Copy the full set of lines exactly as given.
[start]
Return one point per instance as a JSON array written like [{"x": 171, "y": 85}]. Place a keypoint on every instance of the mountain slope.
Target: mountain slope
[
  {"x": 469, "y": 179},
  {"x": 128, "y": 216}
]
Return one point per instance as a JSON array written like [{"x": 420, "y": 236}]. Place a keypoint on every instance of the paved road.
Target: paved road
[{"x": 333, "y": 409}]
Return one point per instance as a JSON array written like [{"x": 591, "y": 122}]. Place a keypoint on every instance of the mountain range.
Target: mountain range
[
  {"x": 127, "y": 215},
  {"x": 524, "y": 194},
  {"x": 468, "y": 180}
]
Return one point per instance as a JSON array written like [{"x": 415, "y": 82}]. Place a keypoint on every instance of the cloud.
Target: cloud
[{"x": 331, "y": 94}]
[end]
> [Solved exercise]:
Return one point per instance as a JSON array written like [{"x": 171, "y": 85}]. Place a keypoint on every instance of the mountain slope.
Target: mountain slope
[
  {"x": 469, "y": 179},
  {"x": 128, "y": 216}
]
Return one point per instance as a JSON array written like [{"x": 420, "y": 236}]. Place a keypoint on every instance of the paved road.
Target: paved road
[{"x": 333, "y": 409}]
Return one point per instance as a JSON array written like [{"x": 591, "y": 122}]. Place a keypoint on every instance of the mountain range.
Target: mountain range
[
  {"x": 127, "y": 215},
  {"x": 524, "y": 194},
  {"x": 468, "y": 180}
]
Return one point per instance as a JSON array written like [{"x": 415, "y": 82}]. Place a keypoint on every instance of the cloud.
Target: cloud
[{"x": 331, "y": 94}]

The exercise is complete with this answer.